▶ **Passage provided**:
Home INDUSTRY NEWS MERCEDES-BENZ AND THE FUTURE OF AUTOMOTIVE ECOSYSTEMS

MERCEDES-BENZ AND THE FUTURE OF AUTOMOTIVE ECOSYSTEMS

NEW MB.OS GOES CONVERSATIONAL

Cars have always been a very personal choice, and Mercedes-Benz understands its customers better than most. Making you feel special has always been part of the brand’s appeal, and now it aims to elevate that experience with its new Mercedes-Benz Operating System, or MB.OS.

Launching alongside the all-new electric CLA, built on Mercedes-Benz’s Modular Architecture platform, MB.OS represents a significant shift in how vehicles function and evolve. This ‘EV-first’ platform runs on an 800 V system, but the real breakthrough lies in the software that powers the car’s digital ecosystem.

MB.OS is a fully independent chip-to-cloud system developed exclusively for Mercedes-Benz vehicles. It connects the car’s hardware, high-performance computing units, proprietary cloud and over-the-air update capability into one seamless network. This means your Mercedes-Benz no longer needs to visit a dealership for software updates. Instead, updates happen automatically, often overnight, ensuring the vehicle continues to improve over time.

Much like a smartphone, MB.OS allows the car to gain new features as they become available. Owners can also activate additional functionality through Feature-on-Demand, enabling the vehicle to adapt long after it leaves the showroom. It ensures the car remains current, relevant and tailored to its owner.

However, the true strength of MB.OS lies in its artificial intelligence capabilities. The system transforms voice control into something far more intuitive and proactive. Instead of simply responding to commands, it anticipates your needs.

For example, if you tell the car that you are cold, it will not just open the climate control menu. It may increase the cabin temperature, activate heated seats and adjust airflow automatically. More importantly, it remembers your preferences and applies them in future without being prompted.

The system goes beyond basic voice control by enabling natural, conversational interaction. MB.OS can understand tone, context and intent, remembering previous interactions and responding accordingly. It integrates real-time data and uses natural language processing to provide meaningful, contextual responses, creating an experience that feels intuitive and personal.

What sets MB.OS apart is that it is not based on Android Automotive. Every element has been developed specifically for Mercedes-Benz, ensuring seamless integration between hardware and software. This unified approach improves performance across key systems, including advanced driver assistance technologies such as LiDAR-supported safety features and collision-prevention systems, enabling them to react faster and more reliably.

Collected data
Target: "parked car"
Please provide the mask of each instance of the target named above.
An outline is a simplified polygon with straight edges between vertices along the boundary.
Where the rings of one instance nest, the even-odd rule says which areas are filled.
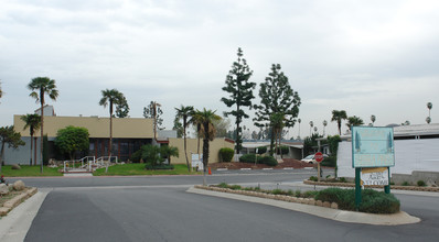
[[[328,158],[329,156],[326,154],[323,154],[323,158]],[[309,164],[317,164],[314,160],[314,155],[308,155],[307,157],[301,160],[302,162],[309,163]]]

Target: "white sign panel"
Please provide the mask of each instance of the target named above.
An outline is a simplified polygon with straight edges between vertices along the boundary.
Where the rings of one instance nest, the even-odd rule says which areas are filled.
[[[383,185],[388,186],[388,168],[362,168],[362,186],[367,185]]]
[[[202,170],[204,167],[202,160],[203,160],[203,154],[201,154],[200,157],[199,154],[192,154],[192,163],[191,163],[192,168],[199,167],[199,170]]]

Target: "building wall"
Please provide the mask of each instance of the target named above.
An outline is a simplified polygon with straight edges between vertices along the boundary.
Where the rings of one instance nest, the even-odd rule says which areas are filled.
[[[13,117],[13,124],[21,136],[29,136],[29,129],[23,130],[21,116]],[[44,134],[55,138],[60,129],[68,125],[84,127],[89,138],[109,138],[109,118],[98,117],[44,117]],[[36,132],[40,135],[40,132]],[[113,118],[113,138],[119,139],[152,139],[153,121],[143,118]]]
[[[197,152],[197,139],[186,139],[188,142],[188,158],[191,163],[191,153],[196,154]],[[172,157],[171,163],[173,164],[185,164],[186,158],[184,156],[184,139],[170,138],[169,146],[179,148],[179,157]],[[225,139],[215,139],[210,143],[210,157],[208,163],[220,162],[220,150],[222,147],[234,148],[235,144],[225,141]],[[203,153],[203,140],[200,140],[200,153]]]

==

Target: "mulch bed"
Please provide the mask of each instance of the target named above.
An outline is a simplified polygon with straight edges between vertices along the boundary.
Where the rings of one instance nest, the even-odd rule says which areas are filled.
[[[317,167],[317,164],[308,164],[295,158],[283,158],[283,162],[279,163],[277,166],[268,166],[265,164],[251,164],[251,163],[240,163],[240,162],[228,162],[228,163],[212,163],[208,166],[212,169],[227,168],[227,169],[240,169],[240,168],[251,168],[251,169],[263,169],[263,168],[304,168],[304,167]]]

▶ **Check your understanding**:
A - List everything the MB.OS article says the system connects into one seamless network.
B - Repeat the part of the MB.OS article from "The system goes" up to and including "intuitive and personal.".

▶ **Answers to this exercise**:
A -
- the car's hardware
- high-performance computing units
- proprietary cloud
- over-the-air update capability

B -
The system goes beyond basic voice control by enabling natural, conversational interaction. MB.OS can understand tone, context and intent, remembering previous interactions and responding accordingly. It integrates real-time data and uses natural language processing to provide meaningful, contextual responses, creating an experience that feels intuitive and personal.